Data for processing ->
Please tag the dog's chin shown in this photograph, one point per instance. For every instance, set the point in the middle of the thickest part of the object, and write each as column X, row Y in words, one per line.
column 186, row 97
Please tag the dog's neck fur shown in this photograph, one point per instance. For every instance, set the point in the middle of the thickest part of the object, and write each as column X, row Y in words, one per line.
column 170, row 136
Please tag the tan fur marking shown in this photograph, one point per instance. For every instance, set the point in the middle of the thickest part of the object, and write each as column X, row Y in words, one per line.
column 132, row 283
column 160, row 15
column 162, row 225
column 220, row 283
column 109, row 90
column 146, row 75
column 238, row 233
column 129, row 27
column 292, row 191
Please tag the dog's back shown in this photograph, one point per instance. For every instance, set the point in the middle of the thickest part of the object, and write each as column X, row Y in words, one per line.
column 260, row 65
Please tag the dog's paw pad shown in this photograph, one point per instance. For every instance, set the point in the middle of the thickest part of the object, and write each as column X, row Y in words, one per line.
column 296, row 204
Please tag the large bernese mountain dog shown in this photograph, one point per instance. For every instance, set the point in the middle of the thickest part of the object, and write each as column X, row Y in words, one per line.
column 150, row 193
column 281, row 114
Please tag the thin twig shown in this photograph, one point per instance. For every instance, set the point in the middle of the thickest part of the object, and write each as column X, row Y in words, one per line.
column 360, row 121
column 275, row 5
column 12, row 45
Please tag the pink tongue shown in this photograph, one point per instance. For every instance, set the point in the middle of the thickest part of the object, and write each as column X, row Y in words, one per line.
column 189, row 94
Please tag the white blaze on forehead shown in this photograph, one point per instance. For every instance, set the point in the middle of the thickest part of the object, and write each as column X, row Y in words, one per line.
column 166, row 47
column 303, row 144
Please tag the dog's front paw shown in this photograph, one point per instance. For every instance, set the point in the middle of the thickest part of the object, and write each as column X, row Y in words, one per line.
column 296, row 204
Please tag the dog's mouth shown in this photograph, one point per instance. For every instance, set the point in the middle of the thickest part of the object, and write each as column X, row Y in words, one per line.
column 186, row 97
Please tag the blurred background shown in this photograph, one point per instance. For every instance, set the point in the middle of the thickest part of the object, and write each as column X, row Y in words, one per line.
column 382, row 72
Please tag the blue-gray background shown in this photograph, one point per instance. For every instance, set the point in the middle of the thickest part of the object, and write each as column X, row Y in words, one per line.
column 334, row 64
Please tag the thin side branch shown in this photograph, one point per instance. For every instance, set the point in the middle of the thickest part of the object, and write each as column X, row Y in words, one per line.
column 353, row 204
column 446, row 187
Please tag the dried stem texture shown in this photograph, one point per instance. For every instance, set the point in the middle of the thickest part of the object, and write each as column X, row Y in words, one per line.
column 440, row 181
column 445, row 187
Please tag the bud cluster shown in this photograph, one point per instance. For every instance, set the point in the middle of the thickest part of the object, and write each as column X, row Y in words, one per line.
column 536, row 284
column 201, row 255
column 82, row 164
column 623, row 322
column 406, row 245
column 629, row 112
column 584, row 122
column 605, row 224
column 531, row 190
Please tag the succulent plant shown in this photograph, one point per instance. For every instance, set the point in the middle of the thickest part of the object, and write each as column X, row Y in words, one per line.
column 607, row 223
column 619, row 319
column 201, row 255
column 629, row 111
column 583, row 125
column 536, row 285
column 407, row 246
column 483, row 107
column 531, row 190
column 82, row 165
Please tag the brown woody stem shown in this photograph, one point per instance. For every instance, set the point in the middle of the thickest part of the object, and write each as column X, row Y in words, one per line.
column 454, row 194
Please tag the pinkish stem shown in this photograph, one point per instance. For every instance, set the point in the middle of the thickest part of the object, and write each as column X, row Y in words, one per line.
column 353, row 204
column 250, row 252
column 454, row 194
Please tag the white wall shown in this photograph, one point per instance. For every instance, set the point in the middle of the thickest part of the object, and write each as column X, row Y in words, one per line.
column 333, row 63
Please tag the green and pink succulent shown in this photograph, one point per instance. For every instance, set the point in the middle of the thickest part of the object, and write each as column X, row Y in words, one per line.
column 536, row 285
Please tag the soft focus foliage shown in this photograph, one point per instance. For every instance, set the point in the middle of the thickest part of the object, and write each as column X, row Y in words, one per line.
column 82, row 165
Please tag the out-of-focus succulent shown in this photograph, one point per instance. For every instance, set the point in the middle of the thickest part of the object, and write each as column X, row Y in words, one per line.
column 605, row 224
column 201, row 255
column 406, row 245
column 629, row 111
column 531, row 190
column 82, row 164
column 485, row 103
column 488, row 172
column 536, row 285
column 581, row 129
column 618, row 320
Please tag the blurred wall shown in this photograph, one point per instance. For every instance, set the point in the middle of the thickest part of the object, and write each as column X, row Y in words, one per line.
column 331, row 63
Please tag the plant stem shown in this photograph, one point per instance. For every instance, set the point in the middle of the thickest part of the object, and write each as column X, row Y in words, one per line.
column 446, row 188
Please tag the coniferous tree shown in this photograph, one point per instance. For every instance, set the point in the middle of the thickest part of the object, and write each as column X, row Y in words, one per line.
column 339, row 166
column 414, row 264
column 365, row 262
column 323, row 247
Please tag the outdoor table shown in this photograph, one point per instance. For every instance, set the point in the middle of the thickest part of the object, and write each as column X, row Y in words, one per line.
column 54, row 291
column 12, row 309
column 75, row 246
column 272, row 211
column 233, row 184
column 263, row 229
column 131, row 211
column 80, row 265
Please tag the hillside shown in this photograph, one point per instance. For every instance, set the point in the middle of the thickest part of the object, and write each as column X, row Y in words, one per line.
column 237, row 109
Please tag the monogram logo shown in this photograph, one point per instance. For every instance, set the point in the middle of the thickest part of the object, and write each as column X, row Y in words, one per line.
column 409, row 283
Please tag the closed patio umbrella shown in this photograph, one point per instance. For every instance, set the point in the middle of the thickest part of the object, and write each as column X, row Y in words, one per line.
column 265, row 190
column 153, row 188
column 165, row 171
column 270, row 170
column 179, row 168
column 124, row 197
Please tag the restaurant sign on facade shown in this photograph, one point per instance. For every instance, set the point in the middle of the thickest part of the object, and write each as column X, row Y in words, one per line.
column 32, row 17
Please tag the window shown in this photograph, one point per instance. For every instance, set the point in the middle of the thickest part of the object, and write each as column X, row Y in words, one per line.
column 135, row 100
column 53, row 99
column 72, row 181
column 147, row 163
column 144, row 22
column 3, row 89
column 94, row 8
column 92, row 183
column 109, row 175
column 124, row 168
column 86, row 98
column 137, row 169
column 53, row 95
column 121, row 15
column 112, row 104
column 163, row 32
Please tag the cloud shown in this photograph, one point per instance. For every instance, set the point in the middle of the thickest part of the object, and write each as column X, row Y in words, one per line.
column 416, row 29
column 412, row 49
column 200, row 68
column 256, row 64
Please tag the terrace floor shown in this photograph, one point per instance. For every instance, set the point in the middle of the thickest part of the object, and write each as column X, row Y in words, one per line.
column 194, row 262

To do -> Every line above should be written out again exactly as it stands.

Solution ->
Please tag the dog's chin shown in this photograph, one point per instance. For every instance, set the point in the middle of the thickest part of the object, and write each as column X, row Y in words, one per line.
column 186, row 97
Please tag the dog's neck fur shown in this photograph, one point per instance. For every instance, set the point in the middle of the thickest part of the object, and write each as column X, row Y in words, one per line.
column 170, row 136
Please tag the tan fur marking shown in this photograph, one point per instance. For every instance, set the point in the middle of the thickest part of the object, and write each as column X, row Y in words, one per line.
column 132, row 283
column 160, row 15
column 162, row 225
column 220, row 283
column 109, row 90
column 146, row 75
column 238, row 233
column 129, row 27
column 292, row 191
Please tag the dog's back shown in this photograph, one point per instance. For every instance, set the point in the middle of the thickest part of the object, and write each as column X, row Y in words, one per line.
column 260, row 65
Please tag the dog's paw pad shown in this photograph, one point per instance. For every instance, set the point in the middle of the thickest part of the object, and write each as column X, row Y in words, one per line.
column 296, row 204
Please tag the large bernese mountain dog shown in this photograph, one point per instance. For every instance, set the point in the middle of the thickest part of the object, and write each as column X, row Y in words, one per line.
column 150, row 193
column 281, row 114
Please tag the thin twig shown in this photograph, one point per instance. For every instance, set the point in the middle of the thickest part of the object, and write each as column X, row Y in words, one per line.
column 360, row 121
column 275, row 5
column 12, row 45
Please tag the pink tongue shown in this photograph, one point per instance. For every instance, set the point in the middle of the thickest part of the object, and write each as column X, row Y in words, one per line.
column 189, row 94
Please tag the white blaze on forehead shown in this photograph, one point per instance. For every instance, set the point in the middle of the thickest part of the object, and write each as column X, row Y in words, one per line.
column 166, row 47
column 303, row 144
Please tag the dog's front paw shown in this photograph, one point per instance. For every instance, set the point in the middle of the thickest part of the object, and write each as column X, row Y in words, one per line.
column 296, row 204
Please tag the dog's mouth shown in this photograph, one point per instance. For every instance, set the point in the middle of the thickest part of the object, and write each as column X, row Y in words, one per line.
column 186, row 97
Please tag the blurred background shown in this photograph, one point per instance. For every instance, set the point in the middle of the thickest part of the object, and write each as column X, row Y in words, one per line.
column 382, row 72
Please tag the blue-gray background shown in this photograph, one point per instance. For every instance, set the point in the middle of the thickest part of the object, and write each as column X, row Y in words, one per line.
column 334, row 64
Please tag the thin side branch shown in this photograph, one point per instance. For every instance, set the point in the middle of the thickest part of the object, and write each as column X, row Y in words, one per line.
column 353, row 204
column 446, row 187
Please tag the dried stem texture shown in this photograph, one point per instance. For every instance, set the point in the middle of the thickest part of the object, and write each as column X, row Y in words, one per line.
column 440, row 181
column 445, row 187
Please tag the bud cluster shown in this photograph, one point per instance. For every instance, set the point in the middle of the thickest part of the object, and write each as column X, row Y in words, one per line.
column 536, row 284
column 201, row 255
column 82, row 164
column 623, row 322
column 406, row 245
column 629, row 112
column 584, row 122
column 605, row 224
column 531, row 190
Please tag the succulent plant shown in this photograph, one point per instance. For every instance, set the point in the middle of the thickest part of the object, and write each as column X, row Y in words, one per line.
column 607, row 223
column 619, row 319
column 201, row 255
column 629, row 111
column 583, row 125
column 536, row 285
column 407, row 246
column 483, row 107
column 531, row 190
column 82, row 165
Please tag the brown woody stem shown in this photograph, one point per instance. For every instance, set the point in the middle of the thickest part of the object, and write each as column X, row Y in words, one per line.
column 454, row 194
Please tag the pinkish stem shown in this photograph, one point per instance. For every instance, set the point in the middle of the thickest part of the object, and write each as column X, row Y in words, one per line.
column 353, row 204
column 250, row 252
column 454, row 194
Please tag the white wall shown in this photograph, one point per instance. For every instance, set the point in the middle of the thickest part of the object, and write each as column X, row Y in words, one per line.
column 333, row 63
Please tag the green and pink succulent shown in this photograph, one point per instance. For every instance, set the point in the middle of the thickest part of the object, and write each as column X, row Y in words, one per line.
column 536, row 285
Please tag the soft focus foliage shown in this photograph, one point per instance. For every instance, set the point in the middle of the thickest part of the object, and write each as column X, row Y in words, one per line.
column 82, row 165
Please tag the out-of-focus succulent shown in this photograph, one point per instance. For every instance, set the point in the middle of the thickest part of the object, and write each as column X, row Y in words, one per line.
column 605, row 224
column 201, row 255
column 406, row 245
column 629, row 111
column 531, row 190
column 82, row 164
column 485, row 103
column 488, row 172
column 536, row 285
column 581, row 129
column 618, row 320
Please tag the blurred wall shown in this photograph, one point per instance. For every instance, set the point in the middle of the thickest part of the object, and write each as column X, row Y in words, one per line.
column 331, row 63
Please tag the plant stem shown in this photograph, one point per instance. For every instance, set the point in the middle of the thickest part of the object, and write each as column X, row Y in words, one per line.
column 446, row 188
Please tag the coniferous tree shown in this photograph, one point per instance. For every instance, set the point in the middle of the thickest part of the object, and write each as column X, row Y in words, one per line.
column 339, row 166
column 414, row 264
column 365, row 262
column 323, row 247
Please tag the outdoor table shown in this photograph, one point per instance. For every instance, set the point in the middle of the thickest part of the object, and write each as column X, row Y in words, one per line.
column 54, row 291
column 12, row 309
column 75, row 246
column 272, row 211
column 233, row 184
column 263, row 229
column 131, row 211
column 80, row 265
Please tag the hillside shown in this photograph, one point per instance. For every instance, set the point in the middle of the thickest part of the object, and write each as column X, row Y in words, one per line.
column 237, row 109
Please tag the monogram logo shown in this photograph, one point per instance. For every instance, set the point in the middle of the thickest part of the object, and write each as column X, row Y in words, one per line.
column 409, row 283
Please tag the closed patio umbrella shown in this photograph, one point per instance. For every instance, set the point in the middle of the thickest part of the object, and write each as column X, row Y in words, one per line.
column 265, row 190
column 153, row 188
column 165, row 171
column 270, row 170
column 179, row 168
column 124, row 197
Please tag the restaurant sign on facade shown in this photograph, one point per instance. For every instance, set the point in the middle of the thickest part of the object, and write each as column X, row Y in words, one per line.
column 32, row 17
Please tag the window shown in this photograph, one point per instance. For every instance, set the point in the middle of the thickest part of the object, and write each as column X, row Y in words, one per line.
column 135, row 100
column 53, row 99
column 72, row 181
column 147, row 163
column 144, row 22
column 3, row 89
column 94, row 8
column 92, row 183
column 109, row 175
column 124, row 168
column 86, row 98
column 137, row 169
column 53, row 95
column 121, row 15
column 112, row 104
column 163, row 32
Please tag the cloud shown in this photograph, one point per instance. For every instance, set the point in the middle of the thickest part of the object, and write each as column X, row Y in words, one per line.
column 416, row 29
column 412, row 49
column 200, row 68
column 256, row 64
Please tag the terrace floor shown in this photograph, one point per instance. For every instance, set the point in the middle of the thickest part of the object, and write each as column X, row Y in words, one per line.
column 194, row 262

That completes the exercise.